• TASK BRIEF: All lines from the one with "Where can you see the still" to the end need to be copied exactly, with nothing before them.

-*-*-

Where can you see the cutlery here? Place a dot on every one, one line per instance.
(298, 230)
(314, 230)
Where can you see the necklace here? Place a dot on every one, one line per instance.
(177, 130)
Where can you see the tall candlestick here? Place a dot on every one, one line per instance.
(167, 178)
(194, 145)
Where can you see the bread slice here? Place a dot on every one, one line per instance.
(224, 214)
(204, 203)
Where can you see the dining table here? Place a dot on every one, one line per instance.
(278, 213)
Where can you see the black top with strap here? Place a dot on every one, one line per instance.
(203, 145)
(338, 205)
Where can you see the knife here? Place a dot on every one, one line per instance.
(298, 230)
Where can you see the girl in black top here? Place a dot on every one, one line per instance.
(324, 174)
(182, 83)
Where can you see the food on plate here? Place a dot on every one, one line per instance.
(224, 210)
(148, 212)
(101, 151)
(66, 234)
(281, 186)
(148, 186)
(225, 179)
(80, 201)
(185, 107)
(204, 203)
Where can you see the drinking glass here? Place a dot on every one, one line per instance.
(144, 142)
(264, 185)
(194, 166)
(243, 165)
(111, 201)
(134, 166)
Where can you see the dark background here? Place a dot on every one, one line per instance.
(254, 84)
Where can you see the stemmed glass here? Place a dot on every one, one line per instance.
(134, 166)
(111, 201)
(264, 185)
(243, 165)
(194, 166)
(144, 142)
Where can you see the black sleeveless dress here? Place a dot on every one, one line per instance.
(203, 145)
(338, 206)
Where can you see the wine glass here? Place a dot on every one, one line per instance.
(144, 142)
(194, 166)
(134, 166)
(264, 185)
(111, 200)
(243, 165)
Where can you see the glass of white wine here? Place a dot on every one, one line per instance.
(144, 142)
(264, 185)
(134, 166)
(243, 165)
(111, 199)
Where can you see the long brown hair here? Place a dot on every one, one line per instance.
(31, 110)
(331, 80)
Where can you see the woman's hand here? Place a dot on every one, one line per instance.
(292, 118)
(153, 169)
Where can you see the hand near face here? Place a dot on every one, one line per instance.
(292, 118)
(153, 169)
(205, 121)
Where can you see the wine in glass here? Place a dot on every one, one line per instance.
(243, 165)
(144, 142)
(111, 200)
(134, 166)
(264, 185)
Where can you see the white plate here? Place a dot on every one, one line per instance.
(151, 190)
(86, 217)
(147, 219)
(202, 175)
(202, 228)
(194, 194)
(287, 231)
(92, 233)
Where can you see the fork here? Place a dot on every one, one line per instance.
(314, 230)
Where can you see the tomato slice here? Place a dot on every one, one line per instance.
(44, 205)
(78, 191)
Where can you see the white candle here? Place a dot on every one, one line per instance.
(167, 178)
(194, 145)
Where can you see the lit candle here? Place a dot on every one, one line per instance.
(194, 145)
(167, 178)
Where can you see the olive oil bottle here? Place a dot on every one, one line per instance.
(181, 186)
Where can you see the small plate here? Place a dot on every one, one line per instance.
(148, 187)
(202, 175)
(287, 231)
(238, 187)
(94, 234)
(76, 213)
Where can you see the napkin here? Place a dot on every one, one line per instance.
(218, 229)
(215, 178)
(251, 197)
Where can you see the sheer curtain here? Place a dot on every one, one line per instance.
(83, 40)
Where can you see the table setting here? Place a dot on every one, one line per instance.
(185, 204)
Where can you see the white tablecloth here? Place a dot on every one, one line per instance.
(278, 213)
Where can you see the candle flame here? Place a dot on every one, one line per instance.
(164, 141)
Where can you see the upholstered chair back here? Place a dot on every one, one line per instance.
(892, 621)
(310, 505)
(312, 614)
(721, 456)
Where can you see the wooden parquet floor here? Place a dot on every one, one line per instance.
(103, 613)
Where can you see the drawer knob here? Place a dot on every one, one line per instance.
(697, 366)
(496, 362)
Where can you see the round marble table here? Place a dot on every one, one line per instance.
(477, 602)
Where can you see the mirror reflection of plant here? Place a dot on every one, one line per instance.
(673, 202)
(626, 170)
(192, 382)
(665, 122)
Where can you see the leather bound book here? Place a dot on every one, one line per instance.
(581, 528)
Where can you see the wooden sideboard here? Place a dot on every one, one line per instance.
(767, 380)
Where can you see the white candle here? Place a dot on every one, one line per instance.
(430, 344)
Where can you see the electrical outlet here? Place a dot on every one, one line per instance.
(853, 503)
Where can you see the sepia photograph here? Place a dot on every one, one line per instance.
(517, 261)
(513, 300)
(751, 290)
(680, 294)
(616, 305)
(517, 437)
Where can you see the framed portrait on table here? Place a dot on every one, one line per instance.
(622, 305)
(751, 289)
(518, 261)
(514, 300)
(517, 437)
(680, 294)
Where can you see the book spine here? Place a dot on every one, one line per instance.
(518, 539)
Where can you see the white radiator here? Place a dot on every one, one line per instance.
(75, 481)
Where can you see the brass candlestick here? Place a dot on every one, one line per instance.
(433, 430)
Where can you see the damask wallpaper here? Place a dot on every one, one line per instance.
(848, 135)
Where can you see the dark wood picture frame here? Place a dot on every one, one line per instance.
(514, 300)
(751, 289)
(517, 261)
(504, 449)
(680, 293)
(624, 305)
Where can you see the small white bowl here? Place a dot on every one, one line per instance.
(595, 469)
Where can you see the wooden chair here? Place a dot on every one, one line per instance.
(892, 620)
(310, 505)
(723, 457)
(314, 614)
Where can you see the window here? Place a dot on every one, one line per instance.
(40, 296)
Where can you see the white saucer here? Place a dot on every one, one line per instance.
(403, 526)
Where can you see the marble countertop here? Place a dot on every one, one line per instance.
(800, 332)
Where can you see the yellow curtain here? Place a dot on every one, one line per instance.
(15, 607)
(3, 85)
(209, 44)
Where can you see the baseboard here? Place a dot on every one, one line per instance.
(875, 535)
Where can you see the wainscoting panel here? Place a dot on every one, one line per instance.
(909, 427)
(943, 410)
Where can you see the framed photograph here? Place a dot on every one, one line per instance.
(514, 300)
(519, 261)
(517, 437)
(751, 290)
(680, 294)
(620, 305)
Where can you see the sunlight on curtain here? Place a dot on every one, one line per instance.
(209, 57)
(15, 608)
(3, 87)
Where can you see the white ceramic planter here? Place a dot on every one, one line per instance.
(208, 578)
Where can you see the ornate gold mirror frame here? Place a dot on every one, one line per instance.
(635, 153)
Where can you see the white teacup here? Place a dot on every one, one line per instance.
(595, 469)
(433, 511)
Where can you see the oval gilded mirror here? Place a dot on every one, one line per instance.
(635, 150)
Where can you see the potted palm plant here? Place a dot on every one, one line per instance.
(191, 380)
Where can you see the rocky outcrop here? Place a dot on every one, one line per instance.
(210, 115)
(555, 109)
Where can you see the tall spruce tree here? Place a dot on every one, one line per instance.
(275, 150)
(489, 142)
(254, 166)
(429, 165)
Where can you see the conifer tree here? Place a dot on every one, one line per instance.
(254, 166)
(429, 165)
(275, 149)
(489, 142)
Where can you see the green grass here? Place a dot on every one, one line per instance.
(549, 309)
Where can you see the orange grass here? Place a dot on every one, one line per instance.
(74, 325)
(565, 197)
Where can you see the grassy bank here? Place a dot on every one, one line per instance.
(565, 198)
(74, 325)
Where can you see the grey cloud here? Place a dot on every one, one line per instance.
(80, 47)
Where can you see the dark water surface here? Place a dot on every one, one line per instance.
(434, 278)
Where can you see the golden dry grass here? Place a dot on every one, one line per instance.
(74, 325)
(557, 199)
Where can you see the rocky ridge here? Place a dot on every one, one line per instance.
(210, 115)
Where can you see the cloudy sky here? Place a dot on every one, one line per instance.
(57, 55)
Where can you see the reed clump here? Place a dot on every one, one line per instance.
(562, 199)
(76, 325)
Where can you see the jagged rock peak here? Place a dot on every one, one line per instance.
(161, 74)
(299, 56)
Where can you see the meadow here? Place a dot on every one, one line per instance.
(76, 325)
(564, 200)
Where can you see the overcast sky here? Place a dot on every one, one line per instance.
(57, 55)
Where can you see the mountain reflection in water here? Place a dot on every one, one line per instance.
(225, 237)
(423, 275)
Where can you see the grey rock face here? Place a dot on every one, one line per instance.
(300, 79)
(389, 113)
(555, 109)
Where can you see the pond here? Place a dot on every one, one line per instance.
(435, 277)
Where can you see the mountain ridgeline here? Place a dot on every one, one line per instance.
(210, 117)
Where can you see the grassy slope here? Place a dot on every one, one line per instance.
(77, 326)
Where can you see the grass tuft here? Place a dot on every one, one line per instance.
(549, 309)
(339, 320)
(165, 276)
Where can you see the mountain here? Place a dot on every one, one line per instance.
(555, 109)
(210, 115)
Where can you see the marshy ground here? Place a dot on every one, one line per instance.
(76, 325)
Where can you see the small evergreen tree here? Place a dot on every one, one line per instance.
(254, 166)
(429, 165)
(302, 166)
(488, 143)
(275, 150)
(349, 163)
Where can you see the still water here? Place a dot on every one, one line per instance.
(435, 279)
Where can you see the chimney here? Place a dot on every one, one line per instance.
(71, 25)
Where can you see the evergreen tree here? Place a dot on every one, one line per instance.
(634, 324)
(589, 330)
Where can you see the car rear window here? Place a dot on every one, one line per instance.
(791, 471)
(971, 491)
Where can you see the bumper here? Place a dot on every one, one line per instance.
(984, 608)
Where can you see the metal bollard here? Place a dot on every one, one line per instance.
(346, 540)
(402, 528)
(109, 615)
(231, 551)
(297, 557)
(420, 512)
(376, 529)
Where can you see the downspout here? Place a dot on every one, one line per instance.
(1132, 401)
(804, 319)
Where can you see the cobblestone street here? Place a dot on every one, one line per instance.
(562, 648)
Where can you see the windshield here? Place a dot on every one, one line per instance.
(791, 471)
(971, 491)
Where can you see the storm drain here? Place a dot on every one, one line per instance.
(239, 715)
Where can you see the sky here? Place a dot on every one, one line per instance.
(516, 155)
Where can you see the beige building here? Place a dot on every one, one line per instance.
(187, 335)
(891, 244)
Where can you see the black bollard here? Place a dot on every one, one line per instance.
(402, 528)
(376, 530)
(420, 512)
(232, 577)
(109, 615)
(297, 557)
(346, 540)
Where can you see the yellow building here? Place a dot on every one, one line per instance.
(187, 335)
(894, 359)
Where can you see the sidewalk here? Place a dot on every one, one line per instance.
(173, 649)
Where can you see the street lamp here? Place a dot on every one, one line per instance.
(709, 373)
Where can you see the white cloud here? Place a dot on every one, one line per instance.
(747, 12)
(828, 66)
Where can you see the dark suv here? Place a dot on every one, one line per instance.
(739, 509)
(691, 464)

-*-*-

• FINISHED TASK:
Where can you see the still water here? Place a dot on every one, one line per instance.
(435, 279)
Where can you see the chimney here? Place a dot on every one, one line per instance.
(71, 25)
Where can you see the evergreen tree here? Place a dot on every one, one line per instance.
(634, 324)
(589, 330)
Where can you see the car rear window here? Place a dot on every one, one line per instance.
(791, 471)
(971, 491)
Where can you see the bumper here? Place a dot on every one, one line per instance.
(984, 608)
Where can you see the metal bollard here? Place a dot on every one, one line per instance.
(346, 540)
(402, 528)
(109, 615)
(231, 551)
(297, 557)
(420, 512)
(376, 529)
Where can you see the downspout here? Place a dot on every one, one line per instance.
(1132, 401)
(804, 319)
Where can you see the cobblestone street here? Place a dot on every one, one line per instance.
(562, 648)
Where can you see the windshield here? Place a dot on every one, one line per instance.
(791, 471)
(971, 491)
Where can you see the storm drain here? Place a dot on every one, one line per instance.
(239, 715)
Where can you see the sky here? Place a dot on every one, one line per instance.
(516, 155)
Where can you see the beige building here? Place a dot on every one, one line per instance.
(187, 335)
(891, 244)
Where can you see the black bollard here? Place a dot on every one, one line per instance.
(402, 528)
(376, 530)
(420, 512)
(232, 577)
(109, 615)
(297, 557)
(346, 540)
Where can you see the yellow building here? Place a dot on every one, one line per instance.
(187, 335)
(894, 359)
Where can you see the sidewalk here? Place a dot on every one, one line per instance.
(173, 649)
Where can you see the street lamp here? Place a dot on every one, one line per instance.
(709, 373)
Where can you see the white cloud here? Place a dot on every one, one line per instance.
(747, 12)
(828, 66)
Where can you see the dark suv here? Place a dot on every one, one line per instance.
(739, 509)
(691, 464)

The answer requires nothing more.